__PROVIDED DATA__:
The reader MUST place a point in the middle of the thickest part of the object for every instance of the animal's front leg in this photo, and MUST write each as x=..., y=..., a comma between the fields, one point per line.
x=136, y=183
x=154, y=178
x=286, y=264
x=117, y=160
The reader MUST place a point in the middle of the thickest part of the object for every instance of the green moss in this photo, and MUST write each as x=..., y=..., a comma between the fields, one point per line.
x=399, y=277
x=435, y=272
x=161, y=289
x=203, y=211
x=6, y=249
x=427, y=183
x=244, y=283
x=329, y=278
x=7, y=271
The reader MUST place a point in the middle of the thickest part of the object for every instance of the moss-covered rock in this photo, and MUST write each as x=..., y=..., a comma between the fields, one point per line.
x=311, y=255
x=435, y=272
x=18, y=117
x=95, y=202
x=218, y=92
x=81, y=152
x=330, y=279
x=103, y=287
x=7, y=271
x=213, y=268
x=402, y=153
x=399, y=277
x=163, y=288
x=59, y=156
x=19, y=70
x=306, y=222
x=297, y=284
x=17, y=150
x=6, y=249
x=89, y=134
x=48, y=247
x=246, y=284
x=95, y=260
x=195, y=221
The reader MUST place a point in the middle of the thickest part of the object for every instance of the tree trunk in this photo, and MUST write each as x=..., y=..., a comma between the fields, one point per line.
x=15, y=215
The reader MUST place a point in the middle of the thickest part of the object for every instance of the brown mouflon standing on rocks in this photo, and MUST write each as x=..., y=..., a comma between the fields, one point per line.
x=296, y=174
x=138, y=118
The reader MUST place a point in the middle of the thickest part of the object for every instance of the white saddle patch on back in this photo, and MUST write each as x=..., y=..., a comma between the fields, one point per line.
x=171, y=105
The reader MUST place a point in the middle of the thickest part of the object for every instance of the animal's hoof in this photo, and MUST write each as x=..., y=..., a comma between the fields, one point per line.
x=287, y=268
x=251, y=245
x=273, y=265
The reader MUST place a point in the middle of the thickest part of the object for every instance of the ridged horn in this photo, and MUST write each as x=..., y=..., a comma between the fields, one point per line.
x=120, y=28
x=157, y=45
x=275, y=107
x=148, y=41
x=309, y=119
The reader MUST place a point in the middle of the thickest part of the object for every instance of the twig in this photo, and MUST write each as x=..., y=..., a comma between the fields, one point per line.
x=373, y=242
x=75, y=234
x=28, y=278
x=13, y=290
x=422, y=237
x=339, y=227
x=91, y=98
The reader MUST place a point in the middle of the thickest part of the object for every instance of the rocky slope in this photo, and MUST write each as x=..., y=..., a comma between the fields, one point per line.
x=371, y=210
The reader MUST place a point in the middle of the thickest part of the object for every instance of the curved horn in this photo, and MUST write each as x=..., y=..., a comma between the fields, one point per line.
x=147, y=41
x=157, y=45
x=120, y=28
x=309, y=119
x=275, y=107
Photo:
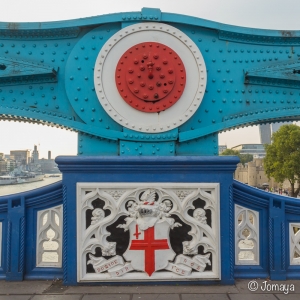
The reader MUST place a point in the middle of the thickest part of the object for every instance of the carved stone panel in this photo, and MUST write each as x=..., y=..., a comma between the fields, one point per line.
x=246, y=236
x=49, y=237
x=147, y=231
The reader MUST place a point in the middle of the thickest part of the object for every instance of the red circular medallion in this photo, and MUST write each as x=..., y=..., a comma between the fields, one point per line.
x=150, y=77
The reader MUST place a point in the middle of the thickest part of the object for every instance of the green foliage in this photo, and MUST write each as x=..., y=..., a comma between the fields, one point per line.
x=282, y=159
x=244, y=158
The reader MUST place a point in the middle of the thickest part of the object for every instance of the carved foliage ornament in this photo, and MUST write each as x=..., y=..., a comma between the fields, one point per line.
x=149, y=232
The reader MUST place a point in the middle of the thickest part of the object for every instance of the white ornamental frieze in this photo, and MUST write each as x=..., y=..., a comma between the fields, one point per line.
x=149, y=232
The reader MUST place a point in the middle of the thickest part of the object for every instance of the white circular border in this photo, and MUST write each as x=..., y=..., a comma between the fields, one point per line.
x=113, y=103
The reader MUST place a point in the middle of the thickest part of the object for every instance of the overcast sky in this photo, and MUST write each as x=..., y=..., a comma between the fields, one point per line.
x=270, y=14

...

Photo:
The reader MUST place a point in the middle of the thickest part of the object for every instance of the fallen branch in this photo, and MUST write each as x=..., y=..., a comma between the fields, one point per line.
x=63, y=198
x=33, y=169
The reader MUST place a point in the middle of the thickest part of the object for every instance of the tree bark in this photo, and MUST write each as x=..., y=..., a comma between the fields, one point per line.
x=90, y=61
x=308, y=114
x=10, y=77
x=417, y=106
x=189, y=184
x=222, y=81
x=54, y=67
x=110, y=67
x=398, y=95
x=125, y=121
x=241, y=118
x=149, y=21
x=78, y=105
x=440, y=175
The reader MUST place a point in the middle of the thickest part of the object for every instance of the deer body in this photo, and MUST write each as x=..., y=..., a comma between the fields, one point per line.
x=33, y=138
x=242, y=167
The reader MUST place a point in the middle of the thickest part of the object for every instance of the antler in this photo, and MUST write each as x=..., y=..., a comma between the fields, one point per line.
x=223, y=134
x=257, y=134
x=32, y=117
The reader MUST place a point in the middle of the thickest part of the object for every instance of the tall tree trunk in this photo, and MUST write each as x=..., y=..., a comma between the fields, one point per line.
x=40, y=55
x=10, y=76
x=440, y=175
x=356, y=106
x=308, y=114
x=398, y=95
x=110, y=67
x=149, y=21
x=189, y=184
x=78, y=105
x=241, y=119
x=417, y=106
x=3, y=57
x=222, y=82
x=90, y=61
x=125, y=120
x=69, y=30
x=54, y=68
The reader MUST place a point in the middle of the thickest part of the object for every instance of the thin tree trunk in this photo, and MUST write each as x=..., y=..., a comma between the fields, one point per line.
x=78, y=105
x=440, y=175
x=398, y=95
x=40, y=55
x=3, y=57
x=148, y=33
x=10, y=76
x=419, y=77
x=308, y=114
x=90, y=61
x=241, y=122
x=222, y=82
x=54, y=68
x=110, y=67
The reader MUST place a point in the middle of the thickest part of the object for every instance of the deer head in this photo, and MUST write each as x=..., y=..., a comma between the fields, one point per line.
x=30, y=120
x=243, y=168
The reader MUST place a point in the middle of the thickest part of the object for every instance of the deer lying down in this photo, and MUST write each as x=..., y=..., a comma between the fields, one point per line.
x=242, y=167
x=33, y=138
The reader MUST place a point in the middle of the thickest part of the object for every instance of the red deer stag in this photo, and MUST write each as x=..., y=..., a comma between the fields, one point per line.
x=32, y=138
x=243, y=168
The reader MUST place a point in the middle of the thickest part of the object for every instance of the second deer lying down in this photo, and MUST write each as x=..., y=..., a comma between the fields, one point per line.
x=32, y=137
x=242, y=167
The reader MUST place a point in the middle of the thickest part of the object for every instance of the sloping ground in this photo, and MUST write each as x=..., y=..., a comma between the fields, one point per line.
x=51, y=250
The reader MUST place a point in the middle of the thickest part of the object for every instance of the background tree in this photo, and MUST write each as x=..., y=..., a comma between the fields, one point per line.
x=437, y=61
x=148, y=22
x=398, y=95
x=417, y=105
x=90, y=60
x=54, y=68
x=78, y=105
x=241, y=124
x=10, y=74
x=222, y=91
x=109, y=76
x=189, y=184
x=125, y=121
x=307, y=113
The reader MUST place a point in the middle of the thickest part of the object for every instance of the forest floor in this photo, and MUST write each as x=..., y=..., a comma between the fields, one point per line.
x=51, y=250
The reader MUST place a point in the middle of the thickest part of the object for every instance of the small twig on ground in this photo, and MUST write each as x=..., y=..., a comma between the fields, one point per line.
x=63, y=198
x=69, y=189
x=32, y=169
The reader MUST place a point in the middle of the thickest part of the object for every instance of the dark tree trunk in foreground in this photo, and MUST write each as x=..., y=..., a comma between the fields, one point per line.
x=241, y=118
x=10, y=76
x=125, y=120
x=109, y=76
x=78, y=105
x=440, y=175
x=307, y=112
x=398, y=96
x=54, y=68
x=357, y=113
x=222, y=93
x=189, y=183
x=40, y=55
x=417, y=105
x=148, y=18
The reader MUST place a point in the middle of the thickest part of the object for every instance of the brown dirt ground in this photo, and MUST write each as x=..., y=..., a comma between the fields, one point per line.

...

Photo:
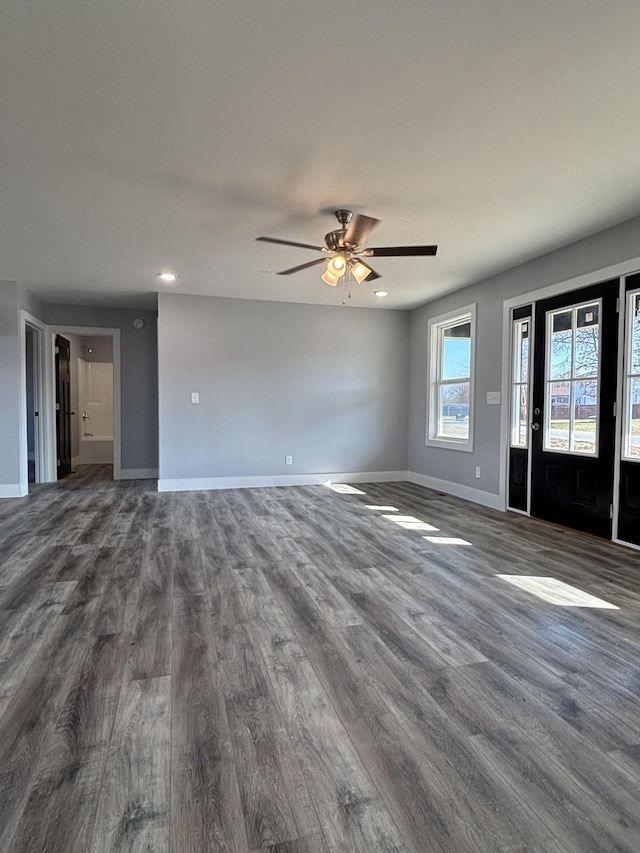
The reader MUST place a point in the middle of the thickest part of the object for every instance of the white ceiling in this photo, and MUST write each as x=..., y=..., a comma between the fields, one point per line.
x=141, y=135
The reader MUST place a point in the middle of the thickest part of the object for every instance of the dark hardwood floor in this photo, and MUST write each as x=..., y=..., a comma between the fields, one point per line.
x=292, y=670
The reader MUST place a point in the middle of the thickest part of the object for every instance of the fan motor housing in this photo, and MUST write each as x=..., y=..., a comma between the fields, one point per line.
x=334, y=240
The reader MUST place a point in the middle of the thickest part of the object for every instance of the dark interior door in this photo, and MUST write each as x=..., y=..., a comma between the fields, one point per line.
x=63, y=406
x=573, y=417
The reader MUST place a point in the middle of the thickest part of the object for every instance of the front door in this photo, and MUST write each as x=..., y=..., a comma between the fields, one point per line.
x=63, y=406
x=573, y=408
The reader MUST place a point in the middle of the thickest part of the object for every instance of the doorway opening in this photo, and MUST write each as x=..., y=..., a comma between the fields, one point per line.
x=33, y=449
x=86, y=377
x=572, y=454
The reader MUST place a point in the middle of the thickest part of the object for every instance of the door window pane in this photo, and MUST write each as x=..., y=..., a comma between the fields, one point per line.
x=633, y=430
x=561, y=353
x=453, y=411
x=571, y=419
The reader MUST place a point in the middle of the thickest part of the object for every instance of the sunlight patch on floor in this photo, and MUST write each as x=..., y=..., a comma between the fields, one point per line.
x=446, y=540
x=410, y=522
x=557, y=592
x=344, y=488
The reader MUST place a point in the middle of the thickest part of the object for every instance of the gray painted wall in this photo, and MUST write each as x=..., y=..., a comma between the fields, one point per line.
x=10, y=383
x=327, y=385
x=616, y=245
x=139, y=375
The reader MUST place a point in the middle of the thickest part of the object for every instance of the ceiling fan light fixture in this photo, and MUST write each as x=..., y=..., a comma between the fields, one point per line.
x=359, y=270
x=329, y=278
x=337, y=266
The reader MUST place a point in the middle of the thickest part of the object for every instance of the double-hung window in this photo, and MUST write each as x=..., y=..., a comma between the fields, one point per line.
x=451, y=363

__REQUIRED TASK__: Find each line in the listing that contains the word "ceiling", treating uppercase and lowercase as different, and copy those lines.

__RESPONSE__:
The reader MUST place a point in the middle of the thickest part of the object for every instance of the white ceiling in this photo, and MUST write each as x=..., y=..., a comma between the fields, one point per line.
The reader MUST place a point in the middle of the thickest part of the object for every instance of the ceiling fan light fixture in this photo, and MUST write each as x=..., y=..., a comma between the fields, one point per line.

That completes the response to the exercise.